> **Aim**: Write out every entry word for word.

> **Material for this task**:
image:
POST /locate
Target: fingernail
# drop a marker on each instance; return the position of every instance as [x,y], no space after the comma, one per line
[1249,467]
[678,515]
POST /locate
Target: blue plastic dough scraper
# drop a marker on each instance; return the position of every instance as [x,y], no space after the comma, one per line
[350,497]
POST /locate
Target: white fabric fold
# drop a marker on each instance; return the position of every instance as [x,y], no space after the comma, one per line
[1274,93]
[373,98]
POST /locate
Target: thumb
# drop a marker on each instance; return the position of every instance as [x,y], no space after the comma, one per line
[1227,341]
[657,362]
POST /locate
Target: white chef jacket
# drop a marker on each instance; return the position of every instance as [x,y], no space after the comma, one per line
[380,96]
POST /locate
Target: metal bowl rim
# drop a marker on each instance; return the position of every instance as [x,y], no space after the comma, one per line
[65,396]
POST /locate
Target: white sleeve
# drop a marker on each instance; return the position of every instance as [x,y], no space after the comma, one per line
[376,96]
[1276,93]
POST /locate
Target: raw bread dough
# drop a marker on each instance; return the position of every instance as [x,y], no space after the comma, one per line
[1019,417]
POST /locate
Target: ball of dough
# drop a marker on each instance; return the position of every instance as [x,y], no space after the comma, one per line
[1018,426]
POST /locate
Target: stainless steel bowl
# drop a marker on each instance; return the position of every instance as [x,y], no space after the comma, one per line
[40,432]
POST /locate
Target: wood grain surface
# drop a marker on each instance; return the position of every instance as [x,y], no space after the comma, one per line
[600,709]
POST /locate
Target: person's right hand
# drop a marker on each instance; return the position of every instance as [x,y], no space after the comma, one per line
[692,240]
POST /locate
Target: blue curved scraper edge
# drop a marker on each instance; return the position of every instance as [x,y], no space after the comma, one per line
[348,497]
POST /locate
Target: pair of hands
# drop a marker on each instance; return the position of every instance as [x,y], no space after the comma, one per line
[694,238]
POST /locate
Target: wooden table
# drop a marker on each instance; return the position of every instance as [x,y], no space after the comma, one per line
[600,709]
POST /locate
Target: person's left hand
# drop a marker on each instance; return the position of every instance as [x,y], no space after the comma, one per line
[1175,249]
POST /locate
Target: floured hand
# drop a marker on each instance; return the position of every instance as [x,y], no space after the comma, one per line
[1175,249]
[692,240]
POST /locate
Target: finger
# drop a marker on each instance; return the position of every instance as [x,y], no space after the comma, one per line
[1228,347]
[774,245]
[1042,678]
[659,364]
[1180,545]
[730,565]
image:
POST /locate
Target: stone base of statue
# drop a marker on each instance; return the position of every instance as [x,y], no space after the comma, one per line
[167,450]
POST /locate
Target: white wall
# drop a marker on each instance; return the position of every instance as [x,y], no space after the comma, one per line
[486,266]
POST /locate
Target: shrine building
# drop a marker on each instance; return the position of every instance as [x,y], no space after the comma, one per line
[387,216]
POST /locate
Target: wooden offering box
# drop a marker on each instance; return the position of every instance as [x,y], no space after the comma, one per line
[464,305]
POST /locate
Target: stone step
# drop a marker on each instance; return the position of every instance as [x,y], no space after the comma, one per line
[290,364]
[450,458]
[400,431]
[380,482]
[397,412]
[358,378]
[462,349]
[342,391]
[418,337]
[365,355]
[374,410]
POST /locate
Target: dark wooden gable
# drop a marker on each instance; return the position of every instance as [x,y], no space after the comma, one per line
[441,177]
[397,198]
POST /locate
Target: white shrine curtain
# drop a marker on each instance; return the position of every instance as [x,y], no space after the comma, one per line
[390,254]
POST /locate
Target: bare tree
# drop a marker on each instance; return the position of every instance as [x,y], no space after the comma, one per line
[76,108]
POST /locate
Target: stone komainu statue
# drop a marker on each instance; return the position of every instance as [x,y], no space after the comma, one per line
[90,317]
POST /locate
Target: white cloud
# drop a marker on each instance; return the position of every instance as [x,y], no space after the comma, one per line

> **Solution**:
image:
POST /locate
Target: fingernail
# drop a marker on each instance; return the position of every instance as [x,y], no space after the comma, one per line
[1249,467]
[678,515]
POST /locate
Target: blue plastic dough scraper
# drop a marker on each instance; return the position of every instance as [x,y], no space after the comma, one per line
[350,497]
POST /locate
Target: white fabric fold
# drop a marker on each instance; return the position of every instance as [x,y], no space after the comma, one per line
[1274,93]
[373,98]
POST /locate
Target: thumb
# drop a marker on each instance; return the position of every instance as [x,y], no space after the comma, one per line
[1227,341]
[657,362]
POST /locate
Target: white chef jacket
# drop a marker on each instance; return the position of every instance as [x,y], no space after the comma, one per line
[380,96]
POST /locate
Target: metal bowl rim
# drop a marker on each instance; return the position of every instance as [x,y], no space after the comma, one per line
[65,396]
POST /locate
Target: white sleeve
# drop a marker on each instance; return the position of every instance as [x,y], no space after the comma, one per line
[376,96]
[1276,93]
POST /locate
Target: raw bread dough
# drop a marker on each instance; return the position of every instance as [x,y], no space after the comma, one per line
[1019,417]
POST /locate
Target: ball of dough
# drop a marker on each instance; return the position of every instance as [x,y], no space after the comma, one per line
[1018,426]
POST /locate
Target: stainless steel bowl
# drop a marker on each instance; return the position of every instance as [x,y], no space after the comma, one per line
[40,432]
POST /locate
Target: wood grain surface
# drop a marker on each instance; return the position of every instance as [x,y], no space after the comma, one per line
[600,709]
POST /locate
Target: person's right hand
# drop a marker on each instance; return the position of every instance as [x,y], no space after the comma, one per line
[692,240]
POST /locate
Target: blue curved scraper edge
# drop a marker on each instance; return the position of every instance as [x,y], no space after the comma, one per line
[348,497]
POST /locate
Target: pair of hands
# drop a marker on each instance; return the position of every instance as [x,y], no space after the comma, one per line
[694,238]
POST /locate
Target: wooden table
# drop a marker on each instance; return the position of every instance as [x,y], no space after the comma, one per line
[600,709]
POST /locate
Target: person's left hand
# drop a marker on each instance; return the position of every instance as [x,y], no space after the comma, one per line
[1175,249]
POST /locate
Target: floured hand
# drop a marker on each instance; return the position of every instance as [x,y], no space after the comma, one per line
[1175,249]
[692,240]
POST /locate
Target: finger
# drop a marker on each instance; return the position of every instance as [x,y], no space after the comma, one per line
[1228,347]
[774,245]
[1042,678]
[659,364]
[1180,545]
[730,565]
image:
POST /locate
Target: stone base of statue
# drop a marker on each instance; return the position of every instance as [x,y], no space after the comma, one per line
[167,450]
POST /locate
Target: white wall
# drop a marker on each instance; return the position of every instance as [x,y], no space after the comma, one per line
[486,266]
POST /locate
Target: shrine building
# drop a marker on each instance; return the position of every instance as [x,y], no space after the comma, one per line
[387,216]
POST /locate
Target: wooden offering box
# drop a marker on each instance; return the position of every instance as [x,y], no space after the comma, one per line
[464,305]
POST /locate
Target: stone step
# drop a marker on each instance; return the position of every instance as [x,y], no space after the comma, one per line
[290,364]
[450,458]
[400,431]
[380,482]
[397,412]
[358,378]
[462,349]
[342,391]
[418,337]
[365,355]
[374,410]
POST /locate
Target: dark wooden gable
# drop a marker on each instance; return the position of every instance as [x,y], no space after the comma, one per line
[441,177]
[397,198]
POST /locate
Target: white shrine curtain
# drop a marker on each instance; return the position of every instance as [x,y], no space after the comma, one per line
[390,254]
POST /locate
Target: bare tree
# drop a marker on each instance; return the position of every instance as [x,y], no space after the comma, one per line
[76,108]
POST /locate
Target: stone komainu statue
# drop a marker on each instance; return the position of every instance as [x,y], no space after the comma, one per line
[90,317]
POST /locate
Target: white cloud
# drop a marker on each instance; return the position of every instance as [x,y], no space after the comma, one per line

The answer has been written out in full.